===== QUOTED TEXT

Stephanie appeared on UP with Chris Hayes this morning (3/3/13) discussing the sequestration. You can view the program by clicking this link or the image below.

51 responses to “Stephanie Kelton and the Sequestration on UP with Chris Hayes

  1. I’m glad someone at the table mentioned that the deficit isn’t a problem at all, but there was no explanation as to why. My guess is, is that Stephanie was the only person at the table who understands sectoral balances. Most people say the Federal deficit needs to be reduced but they have no clue that this is the saying the same thing as the non-govt’s surplus needs to be reduced. Of course everyone’s against reducing the non-govt’s surplus…

  2. Stephanie,

    I applaud your effort to get MMT reasoning out to a wider audience, however, I think your time is not well-spent on Hayes’ program. Hayes spends too much time talking and interrupting his guests. You simply didn’t get a chance to speak at length on any point. Unfortunately, you were left making bald assertions about how the long-term deficit just isn’t an issue.

    You are a tremendous speaker but I don’t see Hayes’ program as an effective outlet for your views.

    • golfer1john

      I agree. I had never seen the show before, and I was underwhelmed. Hayes tries to discuss tax policy without knowing the difference between a deduction and a credit. What a bozo. Chris Matthews wannabe. The main point of the show seems to be to beat up on Republicans by distorting their views.

      Stephanie needs to get on a serious show, one-on-one with a host who will ask her hostile questions and let her explain the answers. Chris Wallace would be the best candidate out there at the moment. I think in 1/2 hour she could bring him around to her point of view, or at least get him interested in reading some more MMT literature. THAT appearance would be real progress for MMT.

      • Auburn Parks

        I am sorry Golferjohn, but there was no distorting of republican views on the show. Republican LEGISLATORS have terrible policy proposals and are generally VERY immoral from my POV. This in no way means that every regular republican person is like that.

        • “The only way to make sense of the Republican position is to ignore when they say they care about the deficit”

==========
===== DATA

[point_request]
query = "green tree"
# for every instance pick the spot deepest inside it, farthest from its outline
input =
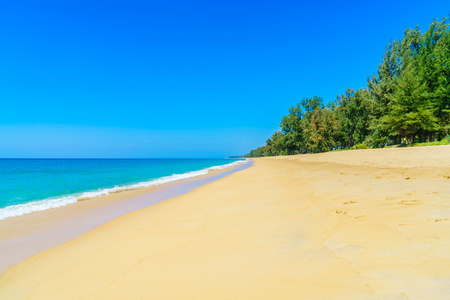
(411, 111)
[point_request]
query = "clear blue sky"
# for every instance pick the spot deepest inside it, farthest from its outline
(180, 78)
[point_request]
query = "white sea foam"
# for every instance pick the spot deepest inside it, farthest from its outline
(39, 205)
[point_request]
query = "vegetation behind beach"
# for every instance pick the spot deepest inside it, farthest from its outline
(406, 101)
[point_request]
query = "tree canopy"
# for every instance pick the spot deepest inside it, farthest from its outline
(406, 100)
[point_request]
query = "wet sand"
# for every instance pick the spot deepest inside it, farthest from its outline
(26, 235)
(362, 224)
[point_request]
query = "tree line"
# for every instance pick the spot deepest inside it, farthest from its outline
(406, 101)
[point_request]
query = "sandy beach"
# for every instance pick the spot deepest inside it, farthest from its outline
(360, 224)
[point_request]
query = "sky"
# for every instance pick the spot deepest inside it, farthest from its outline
(173, 79)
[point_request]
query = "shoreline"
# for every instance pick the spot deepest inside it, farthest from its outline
(366, 224)
(26, 235)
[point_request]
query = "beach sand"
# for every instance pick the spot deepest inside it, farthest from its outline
(361, 224)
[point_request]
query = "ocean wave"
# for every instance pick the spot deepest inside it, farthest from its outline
(40, 205)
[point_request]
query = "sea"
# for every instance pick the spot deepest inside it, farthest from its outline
(28, 185)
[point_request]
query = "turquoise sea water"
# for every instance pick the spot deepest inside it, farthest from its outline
(28, 185)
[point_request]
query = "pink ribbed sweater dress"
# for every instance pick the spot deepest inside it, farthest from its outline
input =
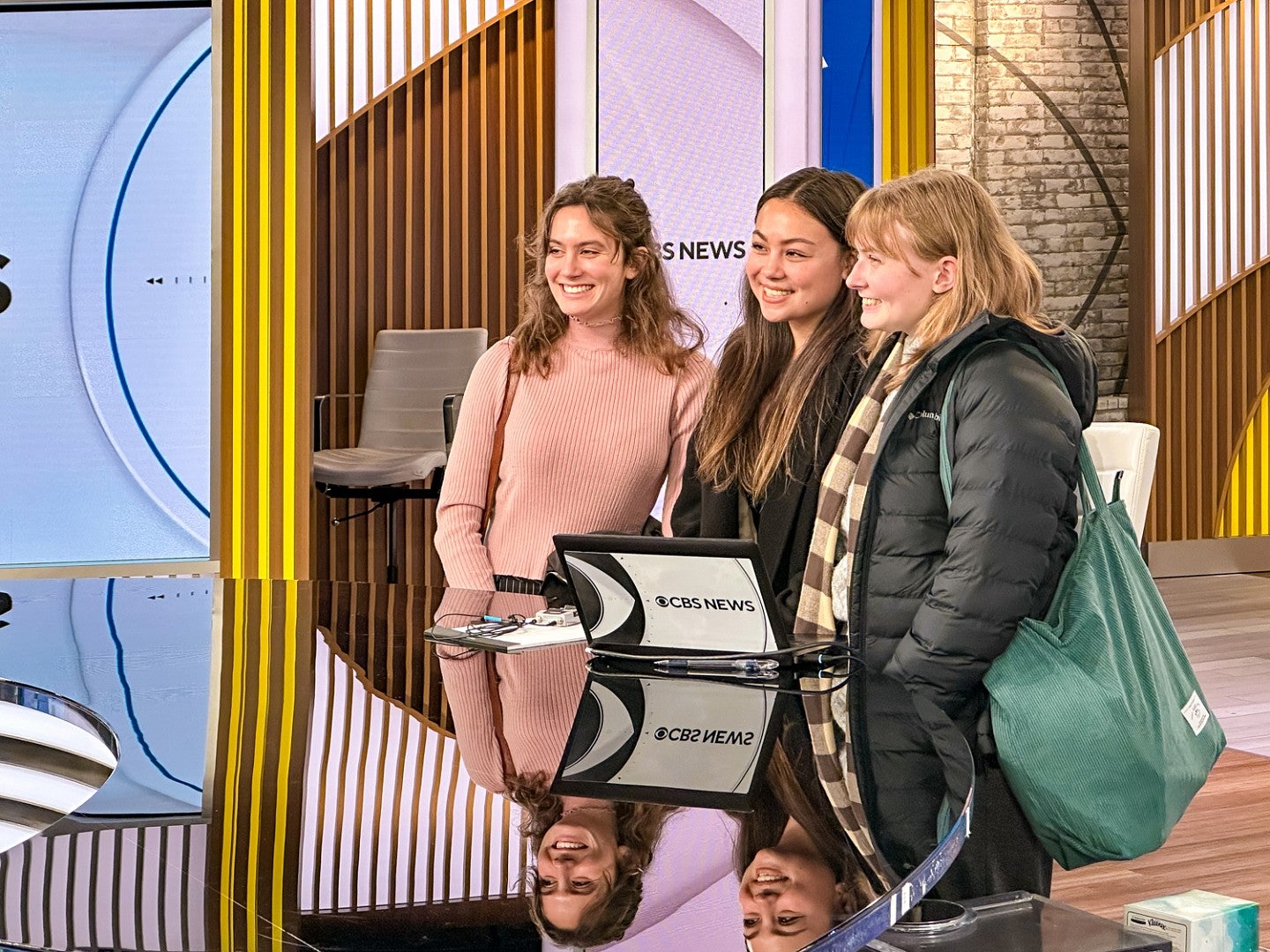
(586, 450)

==========

* **TASKS TO PERFORM**:
#1 List every distinct word of two or more letters that the comment thread on the sequestration appearance writes entirely in capital letters. Give each word once.
#2 Answer these questions from the comment thread on the sequestration appearance:
(a) On what date did Stephanie appear on UP with Chris Hayes?
(b) Which host does golfer1john name as the best candidate for a one-on-one interview?
(c) How many responses does the thread's heading report?
#3 Continue the comment thread on Stephanie Kelton's sequestration appearance from the point where it stops.

* **RESPONSES TO THE EXERCISE**:
#1 UP, MMT, THAT, LEGISLATORS, VERY, POV

#2
(a) 3/3/13
(b) Chris Wallace
(c) 51

#3
          “they don’t care about the size of government either”

          And the general laughter and feigned surprise to suddenly, for the first time hear “honesty”, when the Republican on the panel said what Republican legislators have been saying since 2008.

          That’s just in the first segment or so. I couldn’t stand any more than that.

          It’s OK for you to think their proposals are immoral. They think Progressive proposals are immoral, too. There’s more than one religion in the world, and they often disagree about morality. The point is that if you want to have a substantive discussion, you don’t base your approach on belittling those who disagree with you. That leads to nonsense like this show, all heat and no light. (Except for Stephanie, of course, who did a good job of staying out of the cat fight, with rare and comparatively mild exceptions.)

          • Auburn Parks

            brother golfer john
            the lady from ATR herself said that at conservatives dont care much about the deficit per-say, because after all why would they care about the govt collecting such a historically low level of tax revenue (as a % of GDP).

            History does not look favorably upon the ‘repubs care about the size of govt” schtick. In what context I might ask. federal spending as a % of GDP averaged 22.8% of GDP between 1980 and 1992.
            If you think Bush was a small government conservative………..I just laughed out loud to myself thinking about that hilarious concept.
            Maybe we should look at total number of people employed directly by the federal govt (including military personnel) average number between 1980 and 1992…….5.1 million people (nominally higher and MUCH higher as a % of the population). what about since 2008…..4.3 million

            You are right on the morality front however, morality is relative. And I won’t continue to parse any more of the show with you. Have a good day brother.

            • From 1980-1992 the Democrats had the majority in the House of Representatives, where all spending legislation must originate, and Tip O’Neill ruled with an iron hand. Reagan and W. were able to get large increases in Defense spending after large reductions in the previous (Democrat) administrations, and unsuccessfully tried to hold the line on non-defense. Except from 2008-2010 when the Democrats had a filibuster-proof majority and could pass whatever they wanted, the budget is always a compromise between the parties. One wants A and the other wants B, and so they compromise and do both. Looking at total federal employment including military obscures the shifts between administrations, and those are what represent the difference in political philosophies between the two major parties.

              When Bush was elected in 2000, the MSM pundits said the people would be disappointed. I said the most disappointed would be conservatives who thought they had elected one. Both of us were right. He was reelected only because of a weak opponent. Like the libertarian lady said, W was not the choice of small-government conservatives, then or now. But Hayes is also right, the Republicans are stuck with his face on their logo even if they don’t like his policies.

              The bottom line is that Presidents don’t always get everything they want. The current one did, for 2 years, and look what happened. Romney’s 20% across-the-board tax cut is looking better all the time.

              And a good day to you, too.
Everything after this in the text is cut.